Most American Christians are aware that it is an ancient heresy to say that Jesus was man but not God (Arianism); less are aware that there were just as many heretics who promoted the opposite error: that Jesus was God but not man (Gnosticism). The reason Gnostics denied that God became fully man in the incarnation is that they held a low view of matter in general and flesh in particular. For Gnostics, matter and flesh were not products of a good creation that fell; the creation of matter and flesh was itself the fall.
Although there are very few full-blown Gnostics in the church today, many Americans hold to a soft dualism that sees the soul as good and the body as bad. It is because of that theological misunderstanding that many Christians imagine that when we die, we become angels: that is, pure souls. Although Christians affirm in both the Apostles and Nicene Creeds their belief in the resurrection of the body, a suspicion of the flesh persists.
Thankfully, this gnostic, anti-biblical demonization of the flesh was dealt a decisive blow 1600 years ago in Book XIV, chapter 3 of The City of God. Although Virgil seemed to teach, in Aeneid 6, that the body weighs down the soul, Augustine insists that the Christian
faith teaches something very different. For the corruption of the body, which is a burden to the soul, is not the cause but the punishment of Adam’s first sin. Moreover, it was not the corruptible flesh that made the soul sinful; on the contrary, it was the sinful soul that made the flesh corruptible. Though some incitements to vice and vicious desires are attributable to the corruption of the flesh, nevertheless, we should not ascribe to the flesh all the evils of a wicked life. Else, we free the Devil from all such passions, since he has no flesh. It is true that the Devil cannot be said to be addicted to debauchery, drunkenness, or any others of the vices which pertain to bodily pleasure—much as he secretly prompts and provokes us to such sins—but he is most certainly filled with pride and envy. It is because these passions so possessed the Devil that he is doomed to eternal punishment in the prison of the gloomy air.
If flesh were the seat of evil, then none of the angels could have fallen. There are sins that rise up from the flesh, but they tend to be less wicked and corrupting than pride and envy, which rise up from the soul (see Mark 7:14-23). Indeed, it is more often the soul that leads the body astray than vice versa.
--
## [What to do]
List every written work that the passage on Gnosticism and the flesh names or cites, including creeds and scripture references. The records come from a separate source and have no connection to the passage on Gnosticism and the flesh.
--
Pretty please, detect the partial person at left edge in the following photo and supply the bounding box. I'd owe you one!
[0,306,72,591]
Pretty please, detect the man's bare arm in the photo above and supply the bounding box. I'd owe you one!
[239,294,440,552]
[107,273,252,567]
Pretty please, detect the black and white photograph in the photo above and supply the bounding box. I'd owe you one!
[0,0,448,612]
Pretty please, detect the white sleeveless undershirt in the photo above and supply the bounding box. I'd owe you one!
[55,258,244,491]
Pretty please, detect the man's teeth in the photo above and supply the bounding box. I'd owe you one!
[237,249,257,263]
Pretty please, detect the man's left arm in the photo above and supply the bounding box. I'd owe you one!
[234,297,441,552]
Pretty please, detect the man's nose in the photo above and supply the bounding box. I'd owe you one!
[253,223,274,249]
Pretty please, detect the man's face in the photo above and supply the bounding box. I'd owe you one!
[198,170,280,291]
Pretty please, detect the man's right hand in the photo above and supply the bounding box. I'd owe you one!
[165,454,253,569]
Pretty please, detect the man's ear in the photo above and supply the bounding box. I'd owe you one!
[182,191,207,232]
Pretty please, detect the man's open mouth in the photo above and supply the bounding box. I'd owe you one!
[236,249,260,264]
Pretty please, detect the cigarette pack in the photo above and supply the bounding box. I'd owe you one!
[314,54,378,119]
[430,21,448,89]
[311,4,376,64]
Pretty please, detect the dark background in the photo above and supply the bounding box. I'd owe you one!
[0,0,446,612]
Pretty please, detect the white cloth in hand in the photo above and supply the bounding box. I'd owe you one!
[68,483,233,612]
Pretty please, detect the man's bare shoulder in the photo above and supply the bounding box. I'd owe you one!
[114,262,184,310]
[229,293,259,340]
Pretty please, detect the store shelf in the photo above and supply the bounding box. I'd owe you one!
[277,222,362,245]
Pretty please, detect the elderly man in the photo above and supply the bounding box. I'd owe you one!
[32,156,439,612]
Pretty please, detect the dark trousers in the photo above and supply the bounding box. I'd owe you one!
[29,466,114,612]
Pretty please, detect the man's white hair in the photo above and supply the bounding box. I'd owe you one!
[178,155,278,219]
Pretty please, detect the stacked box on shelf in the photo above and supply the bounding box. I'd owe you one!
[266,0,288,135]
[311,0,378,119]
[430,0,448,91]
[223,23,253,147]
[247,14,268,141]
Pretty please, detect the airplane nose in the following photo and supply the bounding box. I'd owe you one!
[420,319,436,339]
--
## [Written answer]
- the Apostles Creed
- the Nicene Creed
- The City of God (Book XIV, chapter 3)
- the Aeneid (Aeneid 6)
- Mark 7:14-23